Every entry must be duplicated precisely as written.

══════════

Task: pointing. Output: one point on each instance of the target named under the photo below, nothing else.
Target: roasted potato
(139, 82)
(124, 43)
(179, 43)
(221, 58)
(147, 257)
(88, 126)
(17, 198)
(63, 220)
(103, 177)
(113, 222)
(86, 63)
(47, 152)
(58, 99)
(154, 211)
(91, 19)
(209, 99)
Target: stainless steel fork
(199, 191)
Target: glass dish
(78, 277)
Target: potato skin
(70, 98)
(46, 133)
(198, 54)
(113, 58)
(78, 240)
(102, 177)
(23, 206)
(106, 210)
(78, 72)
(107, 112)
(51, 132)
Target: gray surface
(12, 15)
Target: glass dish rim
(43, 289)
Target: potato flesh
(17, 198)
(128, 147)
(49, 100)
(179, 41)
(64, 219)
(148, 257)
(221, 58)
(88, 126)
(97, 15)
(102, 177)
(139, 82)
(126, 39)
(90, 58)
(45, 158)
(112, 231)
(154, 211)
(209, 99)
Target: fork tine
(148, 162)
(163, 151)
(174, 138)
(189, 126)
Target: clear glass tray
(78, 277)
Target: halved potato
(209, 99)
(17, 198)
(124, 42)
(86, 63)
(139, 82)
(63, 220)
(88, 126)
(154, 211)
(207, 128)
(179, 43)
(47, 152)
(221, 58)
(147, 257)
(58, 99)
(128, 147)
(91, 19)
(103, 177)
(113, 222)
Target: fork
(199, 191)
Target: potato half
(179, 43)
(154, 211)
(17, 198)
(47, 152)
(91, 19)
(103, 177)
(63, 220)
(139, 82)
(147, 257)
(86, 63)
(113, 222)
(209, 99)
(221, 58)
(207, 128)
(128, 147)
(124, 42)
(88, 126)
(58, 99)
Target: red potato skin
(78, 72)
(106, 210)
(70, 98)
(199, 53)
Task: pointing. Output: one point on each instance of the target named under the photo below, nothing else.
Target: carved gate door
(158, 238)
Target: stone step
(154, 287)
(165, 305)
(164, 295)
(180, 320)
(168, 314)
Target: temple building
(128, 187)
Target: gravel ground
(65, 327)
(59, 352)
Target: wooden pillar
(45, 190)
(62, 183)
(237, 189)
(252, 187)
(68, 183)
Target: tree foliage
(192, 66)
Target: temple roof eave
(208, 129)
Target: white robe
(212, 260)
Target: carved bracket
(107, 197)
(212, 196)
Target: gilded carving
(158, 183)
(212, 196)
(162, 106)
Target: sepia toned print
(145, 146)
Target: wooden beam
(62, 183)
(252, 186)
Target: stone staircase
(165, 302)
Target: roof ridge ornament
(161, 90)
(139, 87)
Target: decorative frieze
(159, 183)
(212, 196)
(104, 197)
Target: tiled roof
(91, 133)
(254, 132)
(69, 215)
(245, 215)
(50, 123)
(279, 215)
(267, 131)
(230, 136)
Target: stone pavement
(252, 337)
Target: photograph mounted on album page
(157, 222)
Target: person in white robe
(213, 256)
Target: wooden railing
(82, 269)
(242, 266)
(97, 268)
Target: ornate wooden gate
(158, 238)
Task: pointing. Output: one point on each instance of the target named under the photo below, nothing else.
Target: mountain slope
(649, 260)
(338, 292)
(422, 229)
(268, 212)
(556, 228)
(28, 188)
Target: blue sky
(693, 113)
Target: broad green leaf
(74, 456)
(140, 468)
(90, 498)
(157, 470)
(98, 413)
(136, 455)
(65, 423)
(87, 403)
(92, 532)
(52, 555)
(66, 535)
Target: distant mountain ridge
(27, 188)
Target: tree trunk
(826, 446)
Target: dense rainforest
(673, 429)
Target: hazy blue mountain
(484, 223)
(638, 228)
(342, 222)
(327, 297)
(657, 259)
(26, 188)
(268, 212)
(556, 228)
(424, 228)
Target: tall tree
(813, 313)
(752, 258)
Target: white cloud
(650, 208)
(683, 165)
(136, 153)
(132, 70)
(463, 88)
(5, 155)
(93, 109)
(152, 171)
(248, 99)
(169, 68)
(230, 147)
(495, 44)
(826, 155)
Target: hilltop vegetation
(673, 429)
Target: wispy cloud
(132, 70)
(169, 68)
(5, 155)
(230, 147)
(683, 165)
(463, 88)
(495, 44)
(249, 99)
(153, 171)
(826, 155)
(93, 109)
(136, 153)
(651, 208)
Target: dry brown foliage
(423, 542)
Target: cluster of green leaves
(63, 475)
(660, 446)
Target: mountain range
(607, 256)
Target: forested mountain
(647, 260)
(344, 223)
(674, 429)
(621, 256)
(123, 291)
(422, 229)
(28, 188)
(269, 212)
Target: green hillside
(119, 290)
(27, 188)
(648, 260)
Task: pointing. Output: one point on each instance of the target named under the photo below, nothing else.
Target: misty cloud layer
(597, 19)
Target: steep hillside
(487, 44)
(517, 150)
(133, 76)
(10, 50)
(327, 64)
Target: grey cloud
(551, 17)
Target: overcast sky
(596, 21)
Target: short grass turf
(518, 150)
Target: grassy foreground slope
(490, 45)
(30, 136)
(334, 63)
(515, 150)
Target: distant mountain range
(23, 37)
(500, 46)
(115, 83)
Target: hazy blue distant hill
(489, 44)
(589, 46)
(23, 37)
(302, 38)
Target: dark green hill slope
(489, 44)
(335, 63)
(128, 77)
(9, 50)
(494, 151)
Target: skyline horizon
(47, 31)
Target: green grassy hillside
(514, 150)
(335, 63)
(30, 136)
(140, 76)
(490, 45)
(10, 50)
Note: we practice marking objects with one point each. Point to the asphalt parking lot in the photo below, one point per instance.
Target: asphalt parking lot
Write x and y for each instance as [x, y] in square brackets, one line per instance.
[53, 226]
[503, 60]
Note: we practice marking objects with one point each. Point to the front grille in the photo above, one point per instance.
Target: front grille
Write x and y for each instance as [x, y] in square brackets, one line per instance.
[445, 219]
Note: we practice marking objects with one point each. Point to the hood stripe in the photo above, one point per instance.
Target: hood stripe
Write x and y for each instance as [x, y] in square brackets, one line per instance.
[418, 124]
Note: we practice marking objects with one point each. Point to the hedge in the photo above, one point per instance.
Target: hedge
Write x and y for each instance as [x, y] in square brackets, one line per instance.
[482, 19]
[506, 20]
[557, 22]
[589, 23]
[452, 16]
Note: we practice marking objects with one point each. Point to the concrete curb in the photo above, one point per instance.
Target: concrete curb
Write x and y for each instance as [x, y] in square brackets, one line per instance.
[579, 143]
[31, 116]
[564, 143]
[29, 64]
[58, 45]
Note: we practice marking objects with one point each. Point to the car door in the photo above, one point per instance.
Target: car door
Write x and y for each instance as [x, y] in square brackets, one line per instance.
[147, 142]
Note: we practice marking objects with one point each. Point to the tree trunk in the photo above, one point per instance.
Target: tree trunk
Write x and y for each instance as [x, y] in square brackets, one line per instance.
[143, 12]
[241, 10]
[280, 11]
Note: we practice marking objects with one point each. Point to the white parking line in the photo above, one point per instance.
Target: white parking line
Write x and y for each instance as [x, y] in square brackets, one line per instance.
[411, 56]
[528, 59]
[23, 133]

══════════

*Task solution*
Task: pointing. Output: one point on each instance of the target named under the photo below, nothing else.
Target: roasted potato
(139, 82)
(124, 43)
(179, 43)
(221, 58)
(147, 257)
(88, 126)
(17, 198)
(63, 220)
(103, 177)
(113, 222)
(86, 63)
(47, 152)
(58, 99)
(154, 211)
(91, 19)
(209, 99)
Target: stainless steel fork
(199, 191)
Target: glass dish
(78, 277)
Target: potato skin
(70, 98)
(46, 133)
(198, 54)
(113, 58)
(78, 240)
(102, 177)
(23, 206)
(106, 210)
(78, 72)
(107, 112)
(51, 132)
Target: gray surface
(12, 15)
Target: glass dish rim
(43, 289)
Target: potato flesh
(17, 198)
(128, 147)
(49, 100)
(179, 41)
(64, 219)
(148, 257)
(221, 58)
(88, 126)
(97, 15)
(102, 177)
(139, 82)
(126, 39)
(90, 58)
(45, 158)
(112, 231)
(154, 211)
(209, 99)
Target: fork tine
(148, 162)
(163, 151)
(174, 138)
(189, 126)
Target: clear glass tray
(78, 277)
Target: halved potato
(209, 99)
(17, 198)
(124, 42)
(86, 63)
(139, 82)
(63, 220)
(88, 126)
(154, 211)
(207, 128)
(179, 43)
(47, 152)
(221, 58)
(147, 257)
(58, 99)
(128, 147)
(91, 19)
(103, 177)
(113, 222)
Target: fork
(199, 191)
Target: potato half
(179, 43)
(154, 211)
(17, 198)
(47, 152)
(91, 19)
(103, 177)
(63, 220)
(139, 82)
(147, 257)
(86, 63)
(113, 222)
(209, 99)
(221, 58)
(207, 128)
(128, 147)
(124, 42)
(88, 126)
(58, 99)
Target: red potato skin
(78, 72)
(106, 210)
(70, 98)
(199, 53)
Task: pointing. Output: one point on each instance of the target named under the photo below, nothing else.
Target: carved gate door
(158, 238)
Target: stone step
(154, 287)
(165, 305)
(164, 295)
(180, 320)
(168, 314)
Target: temple building
(128, 187)
Target: gravel ground
(65, 327)
(59, 352)
Target: wooden pillar
(45, 190)
(62, 183)
(237, 189)
(252, 187)
(68, 183)
Target: tree foliage
(192, 66)
Target: temple roof eave
(208, 129)
Target: white robe
(212, 260)
Target: carved bracket
(107, 197)
(212, 196)
Target: gilded carving
(158, 183)
(212, 196)
(162, 106)
Target: sepia toned print
(145, 146)
Target: wooden beam
(62, 183)
(252, 186)
Target: stone staircase
(165, 302)
Target: roof ridge ornament
(161, 90)
(139, 87)
Target: decorative frieze
(159, 183)
(212, 196)
(104, 197)
Target: tiled roof
(91, 133)
(254, 132)
(69, 215)
(245, 215)
(50, 123)
(279, 215)
(267, 131)
(230, 136)
Target: stone pavement
(252, 337)
Target: photograph mounted on album page
(157, 222)
Target: person in white robe
(213, 256)
Target: wooden railing
(82, 269)
(242, 266)
(97, 268)
Target: ornate wooden gate
(158, 238)
Task: pointing. Output: one point on each instance of the target named under the photo below, nothing else.
Target: mountain slope
(649, 260)
(338, 292)
(422, 229)
(268, 212)
(556, 228)
(28, 188)
Target: blue sky
(693, 113)
Target: broad green leaf
(74, 456)
(140, 468)
(90, 498)
(157, 470)
(98, 413)
(136, 455)
(65, 423)
(87, 403)
(92, 532)
(52, 555)
(66, 535)
Target: distant mountain ridge
(27, 188)
Target: tree trunk
(826, 446)
Target: dense rainforest
(673, 429)
Target: hazy blue mountain
(484, 223)
(638, 228)
(342, 222)
(327, 297)
(657, 259)
(26, 188)
(268, 212)
(556, 228)
(424, 228)
Target: tall tree
(813, 313)
(752, 258)
Target: white cloud
(650, 208)
(683, 165)
(136, 153)
(132, 70)
(463, 88)
(5, 155)
(93, 109)
(152, 171)
(248, 99)
(169, 68)
(230, 147)
(495, 44)
(826, 155)
Target: hilltop vegetation
(673, 429)
Target: wispy cloud
(132, 70)
(169, 68)
(5, 155)
(230, 147)
(683, 165)
(463, 88)
(495, 44)
(249, 99)
(153, 171)
(826, 155)
(93, 109)
(136, 153)
(651, 208)
Target: dry brown foliage
(423, 542)
Target: cluster of green leaves
(63, 475)
(660, 446)
Target: mountain range
(607, 256)
Target: forested mountain
(647, 260)
(344, 223)
(674, 429)
(621, 256)
(123, 291)
(422, 229)
(28, 188)
(269, 212)
Target: green hillside
(119, 290)
(27, 188)
(648, 260)
Task: pointing. Output: one point on each instance of the target named under the photo below, nothing else.
Target: misty cloud layer
(597, 19)
Target: steep hillside
(487, 44)
(517, 150)
(133, 76)
(10, 50)
(327, 64)
Target: grey cloud
(551, 17)
Target: overcast sky
(596, 21)
Target: short grass turf
(518, 150)
Target: grassy foreground slope
(490, 45)
(30, 136)
(334, 63)
(515, 150)
Target: distant mountain range
(23, 37)
(500, 46)
(115, 83)
Target: hazy blue distant hill
(489, 44)
(589, 46)
(23, 37)
(302, 38)
Target: dark green hill slope
(489, 44)
(335, 63)
(128, 77)
(9, 50)
(494, 151)
Target: skyline horizon
(47, 31)
Target: green grassy hillside
(514, 150)
(335, 63)
(30, 136)
(140, 76)
(490, 45)
(10, 50)
Note: we practice marking objects with one point each. Point to the asphalt parking lot in the photo below, one point per instance.
Target: asphalt parking lot
Write x and y for each instance as [x, y] in square brackets, one line per instance.
[53, 226]
[503, 60]
Note: we practice marking objects with one point each. Point to the front grille in the photo above, one point per instance.
Target: front grille
Write x and y for each instance as [x, y] in square brackets, one line per instance.
[445, 219]
Note: we practice marking objects with one point each. Point to the hood stripe in the photo above, one point per instance.
Target: hood stripe
Write x and y for each instance as [x, y] in square brackets, one line per instance.
[418, 124]
Note: we practice marking objects with one point each. Point to the hedge in the photo above, one point per instance.
Target: hedge
Write x and y for each instance as [x, y] in square brackets, one line per instance.
[482, 19]
[506, 20]
[557, 22]
[589, 23]
[452, 16]
Note: we practice marking objects with one point each. Point to the concrete curb in the photo above, one point per instance.
Target: concrete curb
Write x and y for each instance as [x, y] in square brackets, one line per instance.
[579, 143]
[31, 116]
[564, 143]
[29, 64]
[58, 45]
Note: we practice marking objects with one point each. Point to the car door in the photo above, one point per instance.
Target: car door
Write x and y for each instance as [x, y] in square brackets, one line per instance.
[147, 142]
Note: we practice marking objects with one point each. Point to the tree trunk in the photo above, one point per instance.
Target: tree trunk
Write x and y for each instance as [x, y] in square brackets, one line per instance.
[143, 12]
[241, 10]
[280, 11]
Note: we practice marking objects with one point each. Point to the white parking line in the photo above, one point per instance.
Target: white parking line
Write x and y for each instance as [x, y] in square brackets, one line per instance.
[411, 56]
[528, 59]
[23, 133]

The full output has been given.